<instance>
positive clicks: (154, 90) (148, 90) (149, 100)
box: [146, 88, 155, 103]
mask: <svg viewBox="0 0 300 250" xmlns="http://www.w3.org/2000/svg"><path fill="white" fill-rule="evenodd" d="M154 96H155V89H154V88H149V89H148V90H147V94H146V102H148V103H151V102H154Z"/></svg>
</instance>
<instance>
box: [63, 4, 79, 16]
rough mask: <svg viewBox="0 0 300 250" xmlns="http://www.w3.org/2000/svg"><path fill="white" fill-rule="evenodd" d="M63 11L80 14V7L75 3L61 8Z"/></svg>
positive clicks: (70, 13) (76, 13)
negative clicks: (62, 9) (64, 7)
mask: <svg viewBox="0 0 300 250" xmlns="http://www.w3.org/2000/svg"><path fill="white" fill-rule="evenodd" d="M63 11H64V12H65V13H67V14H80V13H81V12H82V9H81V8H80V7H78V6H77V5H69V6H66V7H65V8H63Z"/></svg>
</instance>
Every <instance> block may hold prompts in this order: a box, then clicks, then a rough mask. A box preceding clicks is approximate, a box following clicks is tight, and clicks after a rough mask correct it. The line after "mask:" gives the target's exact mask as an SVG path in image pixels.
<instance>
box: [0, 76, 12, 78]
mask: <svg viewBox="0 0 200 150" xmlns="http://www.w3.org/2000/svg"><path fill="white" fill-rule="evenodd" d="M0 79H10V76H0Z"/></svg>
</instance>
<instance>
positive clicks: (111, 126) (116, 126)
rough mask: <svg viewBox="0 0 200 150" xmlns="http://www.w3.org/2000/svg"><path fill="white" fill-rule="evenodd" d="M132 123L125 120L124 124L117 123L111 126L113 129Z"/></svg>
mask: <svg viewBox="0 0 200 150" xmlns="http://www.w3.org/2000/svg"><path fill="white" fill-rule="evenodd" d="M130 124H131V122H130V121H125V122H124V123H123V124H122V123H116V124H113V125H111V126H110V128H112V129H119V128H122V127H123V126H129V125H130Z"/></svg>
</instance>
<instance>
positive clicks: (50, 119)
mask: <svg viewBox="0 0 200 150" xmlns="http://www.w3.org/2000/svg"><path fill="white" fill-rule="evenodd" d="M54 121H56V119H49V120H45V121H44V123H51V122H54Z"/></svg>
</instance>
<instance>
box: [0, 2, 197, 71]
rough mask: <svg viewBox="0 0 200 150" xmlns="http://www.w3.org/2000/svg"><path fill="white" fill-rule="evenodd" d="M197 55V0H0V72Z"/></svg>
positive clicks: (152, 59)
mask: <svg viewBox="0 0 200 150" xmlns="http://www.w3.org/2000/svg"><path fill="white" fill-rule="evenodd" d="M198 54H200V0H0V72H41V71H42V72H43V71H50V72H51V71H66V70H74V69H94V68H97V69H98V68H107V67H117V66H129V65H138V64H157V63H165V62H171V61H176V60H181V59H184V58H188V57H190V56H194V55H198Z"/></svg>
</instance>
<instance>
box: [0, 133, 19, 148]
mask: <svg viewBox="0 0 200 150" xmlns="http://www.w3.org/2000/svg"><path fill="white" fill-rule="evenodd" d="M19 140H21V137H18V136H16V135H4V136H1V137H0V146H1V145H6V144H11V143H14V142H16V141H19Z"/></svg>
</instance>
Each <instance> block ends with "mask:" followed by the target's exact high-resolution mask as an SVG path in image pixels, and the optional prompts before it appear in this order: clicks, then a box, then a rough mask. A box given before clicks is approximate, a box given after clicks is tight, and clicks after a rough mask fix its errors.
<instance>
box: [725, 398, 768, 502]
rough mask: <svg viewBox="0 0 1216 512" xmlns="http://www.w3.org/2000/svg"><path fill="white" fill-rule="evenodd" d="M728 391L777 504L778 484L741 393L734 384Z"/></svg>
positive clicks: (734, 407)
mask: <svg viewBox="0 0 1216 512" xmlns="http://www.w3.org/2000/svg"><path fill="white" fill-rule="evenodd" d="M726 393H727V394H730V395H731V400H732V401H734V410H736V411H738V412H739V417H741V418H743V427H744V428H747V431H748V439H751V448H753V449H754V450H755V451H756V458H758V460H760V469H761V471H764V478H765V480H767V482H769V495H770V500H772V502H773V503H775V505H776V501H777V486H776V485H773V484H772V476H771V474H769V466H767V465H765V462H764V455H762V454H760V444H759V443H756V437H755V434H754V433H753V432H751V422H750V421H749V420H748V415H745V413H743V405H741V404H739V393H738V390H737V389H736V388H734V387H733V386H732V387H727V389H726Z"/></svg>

#####

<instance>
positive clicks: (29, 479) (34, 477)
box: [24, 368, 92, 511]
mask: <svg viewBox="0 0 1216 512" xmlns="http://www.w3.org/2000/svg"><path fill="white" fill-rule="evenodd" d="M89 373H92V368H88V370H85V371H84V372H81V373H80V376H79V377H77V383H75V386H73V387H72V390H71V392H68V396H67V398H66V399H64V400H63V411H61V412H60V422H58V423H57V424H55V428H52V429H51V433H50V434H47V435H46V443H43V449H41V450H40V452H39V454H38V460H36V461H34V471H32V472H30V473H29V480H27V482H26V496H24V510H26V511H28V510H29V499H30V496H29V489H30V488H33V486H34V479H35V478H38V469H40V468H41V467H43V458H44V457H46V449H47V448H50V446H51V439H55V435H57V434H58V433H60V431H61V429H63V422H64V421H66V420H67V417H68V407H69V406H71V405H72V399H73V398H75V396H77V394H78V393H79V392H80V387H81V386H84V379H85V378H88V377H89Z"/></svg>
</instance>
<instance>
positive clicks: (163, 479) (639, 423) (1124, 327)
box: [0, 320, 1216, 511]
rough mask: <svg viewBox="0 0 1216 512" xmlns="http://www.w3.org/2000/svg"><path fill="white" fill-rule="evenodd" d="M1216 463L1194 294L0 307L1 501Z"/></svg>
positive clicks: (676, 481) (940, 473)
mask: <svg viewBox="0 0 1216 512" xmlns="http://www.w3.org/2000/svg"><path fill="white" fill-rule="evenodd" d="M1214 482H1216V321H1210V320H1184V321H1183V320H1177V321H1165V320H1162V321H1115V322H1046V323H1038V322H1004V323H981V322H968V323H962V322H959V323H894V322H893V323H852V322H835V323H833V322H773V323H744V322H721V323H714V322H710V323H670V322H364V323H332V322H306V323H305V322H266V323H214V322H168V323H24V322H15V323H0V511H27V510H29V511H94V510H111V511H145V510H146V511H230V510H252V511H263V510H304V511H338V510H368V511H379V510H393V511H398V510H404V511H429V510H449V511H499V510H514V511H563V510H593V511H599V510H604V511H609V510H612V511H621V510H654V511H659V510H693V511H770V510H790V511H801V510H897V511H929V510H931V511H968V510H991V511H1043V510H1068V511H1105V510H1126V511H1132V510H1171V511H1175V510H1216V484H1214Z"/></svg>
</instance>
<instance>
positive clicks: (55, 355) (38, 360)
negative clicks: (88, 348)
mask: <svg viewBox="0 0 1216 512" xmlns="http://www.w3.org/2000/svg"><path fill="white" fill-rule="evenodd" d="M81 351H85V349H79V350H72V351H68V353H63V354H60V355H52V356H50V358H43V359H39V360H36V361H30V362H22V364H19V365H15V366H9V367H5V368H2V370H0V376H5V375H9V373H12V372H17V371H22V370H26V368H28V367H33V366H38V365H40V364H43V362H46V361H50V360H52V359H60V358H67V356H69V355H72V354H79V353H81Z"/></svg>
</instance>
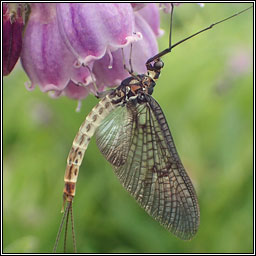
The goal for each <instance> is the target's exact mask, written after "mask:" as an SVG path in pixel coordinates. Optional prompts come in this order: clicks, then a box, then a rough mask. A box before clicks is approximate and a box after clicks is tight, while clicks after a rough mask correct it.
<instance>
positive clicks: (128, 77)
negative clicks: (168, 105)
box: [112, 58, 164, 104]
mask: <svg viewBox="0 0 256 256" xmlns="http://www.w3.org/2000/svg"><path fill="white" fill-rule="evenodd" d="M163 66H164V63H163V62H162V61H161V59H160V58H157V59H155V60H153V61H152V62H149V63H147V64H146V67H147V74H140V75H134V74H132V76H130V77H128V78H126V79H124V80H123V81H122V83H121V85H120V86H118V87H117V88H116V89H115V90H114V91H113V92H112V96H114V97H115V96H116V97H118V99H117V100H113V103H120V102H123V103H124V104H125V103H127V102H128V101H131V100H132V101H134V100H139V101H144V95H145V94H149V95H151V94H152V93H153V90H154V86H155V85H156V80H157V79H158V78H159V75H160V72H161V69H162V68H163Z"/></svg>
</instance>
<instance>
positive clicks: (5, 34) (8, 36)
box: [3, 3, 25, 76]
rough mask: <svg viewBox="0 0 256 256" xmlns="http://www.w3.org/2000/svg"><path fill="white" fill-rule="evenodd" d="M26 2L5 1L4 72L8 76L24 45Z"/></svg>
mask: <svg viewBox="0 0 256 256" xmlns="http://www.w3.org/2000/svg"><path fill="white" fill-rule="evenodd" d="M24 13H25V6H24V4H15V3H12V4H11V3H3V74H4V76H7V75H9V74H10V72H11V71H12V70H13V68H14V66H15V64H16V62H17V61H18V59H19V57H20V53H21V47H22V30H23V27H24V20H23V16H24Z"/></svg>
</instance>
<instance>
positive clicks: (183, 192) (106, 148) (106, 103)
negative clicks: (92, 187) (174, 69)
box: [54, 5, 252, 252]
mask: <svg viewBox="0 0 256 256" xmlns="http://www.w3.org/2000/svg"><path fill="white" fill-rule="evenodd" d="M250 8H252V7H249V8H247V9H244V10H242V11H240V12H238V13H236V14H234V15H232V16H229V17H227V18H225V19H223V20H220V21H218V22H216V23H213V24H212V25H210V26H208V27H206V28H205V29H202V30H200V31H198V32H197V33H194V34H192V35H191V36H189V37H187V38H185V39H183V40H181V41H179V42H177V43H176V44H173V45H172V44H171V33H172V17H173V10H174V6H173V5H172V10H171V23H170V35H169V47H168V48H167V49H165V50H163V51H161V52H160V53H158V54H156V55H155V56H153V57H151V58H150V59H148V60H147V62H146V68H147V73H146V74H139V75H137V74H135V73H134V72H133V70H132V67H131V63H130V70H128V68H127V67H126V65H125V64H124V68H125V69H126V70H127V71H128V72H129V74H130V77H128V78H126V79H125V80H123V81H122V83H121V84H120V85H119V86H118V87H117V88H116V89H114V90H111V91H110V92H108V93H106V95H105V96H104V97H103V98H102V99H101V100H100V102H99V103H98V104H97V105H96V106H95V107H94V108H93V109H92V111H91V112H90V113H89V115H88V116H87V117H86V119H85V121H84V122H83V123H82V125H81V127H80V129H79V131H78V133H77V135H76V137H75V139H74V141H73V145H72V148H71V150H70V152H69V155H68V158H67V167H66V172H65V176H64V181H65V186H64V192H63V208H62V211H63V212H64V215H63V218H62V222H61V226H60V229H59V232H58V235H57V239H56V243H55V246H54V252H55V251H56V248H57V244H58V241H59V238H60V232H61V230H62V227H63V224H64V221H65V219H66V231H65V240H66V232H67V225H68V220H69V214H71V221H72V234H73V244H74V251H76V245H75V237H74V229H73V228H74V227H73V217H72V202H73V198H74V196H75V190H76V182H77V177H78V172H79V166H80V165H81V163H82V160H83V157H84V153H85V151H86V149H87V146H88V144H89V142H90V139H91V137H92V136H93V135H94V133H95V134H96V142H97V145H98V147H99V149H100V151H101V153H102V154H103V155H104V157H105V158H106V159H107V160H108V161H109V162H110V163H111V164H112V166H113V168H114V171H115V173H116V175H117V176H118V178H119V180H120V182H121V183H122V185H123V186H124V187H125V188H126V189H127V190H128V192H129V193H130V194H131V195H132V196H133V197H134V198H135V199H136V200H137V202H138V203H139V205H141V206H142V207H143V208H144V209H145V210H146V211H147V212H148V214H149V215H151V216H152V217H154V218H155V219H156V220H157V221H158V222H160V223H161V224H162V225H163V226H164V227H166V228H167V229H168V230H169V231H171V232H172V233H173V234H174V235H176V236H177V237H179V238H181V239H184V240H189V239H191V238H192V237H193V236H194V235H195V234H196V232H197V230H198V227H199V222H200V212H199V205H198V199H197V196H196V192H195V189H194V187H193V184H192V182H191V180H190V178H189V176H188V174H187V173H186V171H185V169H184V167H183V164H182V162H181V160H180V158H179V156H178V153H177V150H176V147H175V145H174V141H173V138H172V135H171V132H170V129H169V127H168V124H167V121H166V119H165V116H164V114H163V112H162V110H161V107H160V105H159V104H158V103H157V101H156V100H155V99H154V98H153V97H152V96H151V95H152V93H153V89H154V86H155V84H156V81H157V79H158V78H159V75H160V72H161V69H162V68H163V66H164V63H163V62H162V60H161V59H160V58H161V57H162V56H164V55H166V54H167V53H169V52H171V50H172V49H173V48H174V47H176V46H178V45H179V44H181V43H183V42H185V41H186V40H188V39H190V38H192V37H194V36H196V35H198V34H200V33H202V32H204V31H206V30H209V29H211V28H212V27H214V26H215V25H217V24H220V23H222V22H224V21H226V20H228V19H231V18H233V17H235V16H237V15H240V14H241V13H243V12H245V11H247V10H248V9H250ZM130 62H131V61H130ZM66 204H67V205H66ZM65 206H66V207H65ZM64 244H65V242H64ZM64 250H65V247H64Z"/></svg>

#####

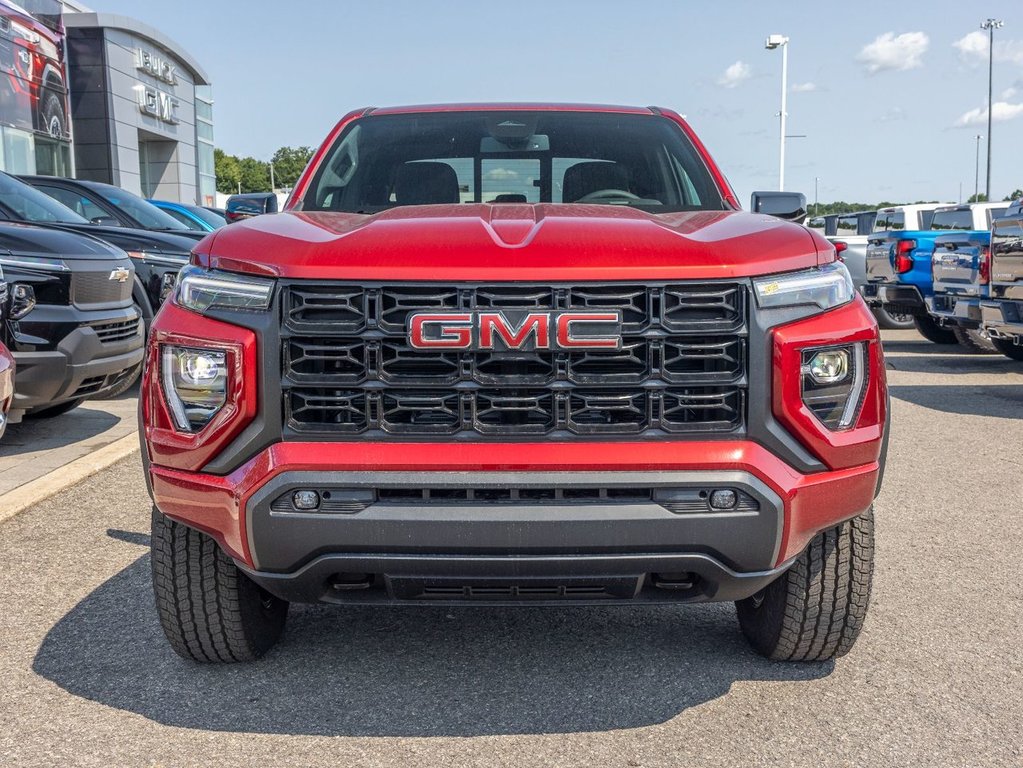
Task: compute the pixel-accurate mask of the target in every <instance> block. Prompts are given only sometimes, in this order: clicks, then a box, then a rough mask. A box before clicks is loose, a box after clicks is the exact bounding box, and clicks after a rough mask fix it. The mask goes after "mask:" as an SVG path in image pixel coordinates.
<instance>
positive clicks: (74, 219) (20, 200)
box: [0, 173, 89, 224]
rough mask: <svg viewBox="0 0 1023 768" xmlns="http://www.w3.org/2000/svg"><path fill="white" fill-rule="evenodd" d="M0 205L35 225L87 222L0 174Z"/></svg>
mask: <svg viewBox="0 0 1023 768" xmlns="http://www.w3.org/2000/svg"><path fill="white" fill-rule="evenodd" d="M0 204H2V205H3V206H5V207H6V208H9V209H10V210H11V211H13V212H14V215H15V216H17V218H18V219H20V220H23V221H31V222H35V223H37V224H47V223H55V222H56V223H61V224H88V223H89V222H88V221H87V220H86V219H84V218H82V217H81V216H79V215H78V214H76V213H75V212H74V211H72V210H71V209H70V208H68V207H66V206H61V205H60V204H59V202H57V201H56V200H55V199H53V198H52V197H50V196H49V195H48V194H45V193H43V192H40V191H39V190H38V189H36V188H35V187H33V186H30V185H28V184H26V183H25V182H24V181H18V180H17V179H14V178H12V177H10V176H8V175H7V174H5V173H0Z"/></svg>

#####

• What the task asks:
Show a copy of each line from the records above in which the string "image" occurs.

• Answer to this exercise:
Every <instance> block may hold prompts in this order: a box, then clicks, then a rough mask. A box preceding clicks is approximate, a box following clicks is tight, and clicks after a rough mask correct it. The line after "mask:" gives the target's exact mask as an SVG path in image pixels.
Each <instance> block ends with "mask:" followed by the target's exact high-resolution mask as an SVG path in image pixels, and the optional prompts before it appear in this order: clicks, then a box, then a rough mask. A box given before clicks is approximate, a box given after clicks is tight, and clicks after a rough mask fix its errors.
Task: compute the pixel-accurate mask of the target in every <instance> block. Prompts are given only sometimes, in this order: clicks, then a box, then a rough mask. A box before clicks is loose, a box after clicks is the exact bounding box, and clicks after a rough mask fix it. The mask goes after "mask:" as an SVG path in image pixel coordinates.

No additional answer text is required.